# [Ce qui est demandé]
Pourriez-vous présenter toutes les données ci-dessous, ligne par ligne, sous forme de liste numérotée, sans les lignes vides ni les images ?

# [Données fournies]
____

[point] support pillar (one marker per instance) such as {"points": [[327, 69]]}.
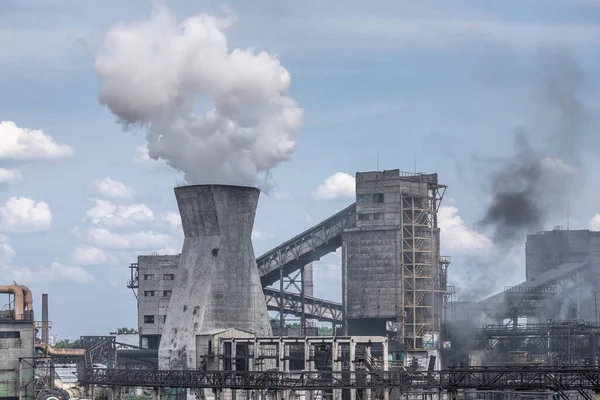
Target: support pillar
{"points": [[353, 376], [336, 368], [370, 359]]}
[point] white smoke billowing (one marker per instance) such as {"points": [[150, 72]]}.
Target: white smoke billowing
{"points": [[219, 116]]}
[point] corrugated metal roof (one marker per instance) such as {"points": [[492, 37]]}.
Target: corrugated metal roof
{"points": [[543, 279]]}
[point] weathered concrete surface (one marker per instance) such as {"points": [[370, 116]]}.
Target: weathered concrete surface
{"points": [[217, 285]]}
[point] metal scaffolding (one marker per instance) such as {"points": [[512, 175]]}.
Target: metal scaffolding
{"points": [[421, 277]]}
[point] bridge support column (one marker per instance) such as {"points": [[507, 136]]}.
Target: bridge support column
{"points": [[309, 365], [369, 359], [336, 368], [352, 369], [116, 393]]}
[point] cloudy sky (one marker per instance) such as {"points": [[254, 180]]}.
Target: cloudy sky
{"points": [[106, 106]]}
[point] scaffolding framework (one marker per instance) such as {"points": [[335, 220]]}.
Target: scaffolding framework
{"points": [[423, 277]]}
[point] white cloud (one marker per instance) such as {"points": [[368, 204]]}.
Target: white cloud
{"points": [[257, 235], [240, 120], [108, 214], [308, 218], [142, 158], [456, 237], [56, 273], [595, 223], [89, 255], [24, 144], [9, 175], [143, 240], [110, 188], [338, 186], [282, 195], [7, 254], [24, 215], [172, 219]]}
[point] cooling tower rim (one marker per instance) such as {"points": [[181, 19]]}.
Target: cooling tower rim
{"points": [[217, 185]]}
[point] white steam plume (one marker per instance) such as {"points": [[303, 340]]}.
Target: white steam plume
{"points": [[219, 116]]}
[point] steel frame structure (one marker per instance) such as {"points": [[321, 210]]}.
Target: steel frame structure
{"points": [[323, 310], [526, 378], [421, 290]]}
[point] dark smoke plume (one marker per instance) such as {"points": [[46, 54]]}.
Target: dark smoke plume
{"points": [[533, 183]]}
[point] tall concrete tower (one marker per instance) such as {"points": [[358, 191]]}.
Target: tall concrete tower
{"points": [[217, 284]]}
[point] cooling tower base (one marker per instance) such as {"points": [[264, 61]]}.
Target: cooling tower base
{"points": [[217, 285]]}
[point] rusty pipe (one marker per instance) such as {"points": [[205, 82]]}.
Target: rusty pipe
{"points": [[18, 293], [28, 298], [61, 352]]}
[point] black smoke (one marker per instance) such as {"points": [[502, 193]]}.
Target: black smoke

____

# [Résultat obtenu]
1. [point] support pillar (one marker per instance) such as {"points": [[327, 69]]}.
2. Target: support pillar
3. {"points": [[353, 376], [336, 368], [370, 359]]}
4. [point] white smoke billowing (one marker per instance) such as {"points": [[150, 72]]}.
5. Target: white smoke billowing
6. {"points": [[219, 116]]}
7. [point] corrugated metal roof (one marker per instance) such as {"points": [[492, 37]]}.
8. Target: corrugated metal roof
9. {"points": [[543, 279]]}
10. [point] weathered concrete surface (one marker per instance) such as {"points": [[370, 116]]}.
11. Target: weathered concrete surface
12. {"points": [[217, 285]]}
13. [point] metal scaffolding (one marker per instance) such as {"points": [[512, 175]]}.
14. Target: metal scaffolding
15. {"points": [[421, 277]]}
16. [point] bridge support column (one marker per instance) such as {"points": [[507, 136]]}.
17. Target: bridge support column
18. {"points": [[309, 365], [369, 359], [336, 368], [352, 369], [116, 393]]}
19. [point] cloudy sky (one marker per instance) such as {"points": [[254, 180]]}.
20. Target: cloudy sky
21. {"points": [[106, 106]]}
22. [point] scaffolding framework (one marker per instance) such as {"points": [[335, 220]]}.
23. Target: scaffolding framework
24. {"points": [[423, 277]]}
25. [point] white cloud (one marker per instance) such as {"points": [[368, 204]]}.
26. Target: white cloud
27. {"points": [[257, 235], [240, 120], [108, 214], [308, 218], [142, 158], [456, 237], [56, 273], [595, 223], [89, 255], [24, 144], [9, 175], [143, 240], [110, 188], [338, 186], [282, 195], [7, 254], [24, 215], [172, 219]]}
28. [point] cooling tower rim (one marker per instance) such as {"points": [[181, 19]]}.
29. Target: cooling tower rim
30. {"points": [[217, 185]]}
31. [point] white steam plume (one marker per instance) such as {"points": [[303, 340]]}.
32. Target: white steam plume
33. {"points": [[219, 116]]}
34. [point] steel frame structure (one marker per instance) such as {"points": [[321, 210]]}.
35. Target: steel frame structure
36. {"points": [[323, 310], [526, 378], [421, 290]]}
37. [point] dark smoke plume (one marker per instance) such as {"points": [[46, 54]]}.
38. Target: dark smoke plume
39. {"points": [[533, 183]]}
40. [point] tall concrete tower (one marker per instance) such as {"points": [[358, 191]]}.
41. Target: tall concrete tower
42. {"points": [[217, 284]]}
43. [point] cooling tower base (one marker per instance) such as {"points": [[264, 61]]}.
44. Target: cooling tower base
45. {"points": [[217, 285]]}
46. [point] rusty pipe (one marker per instance) such as {"points": [[205, 82]]}.
47. Target: rusty pipe
48. {"points": [[18, 293], [28, 298], [61, 352]]}
49. [point] black smoke (one marker per instance) such as {"points": [[502, 193]]}.
50. Target: black smoke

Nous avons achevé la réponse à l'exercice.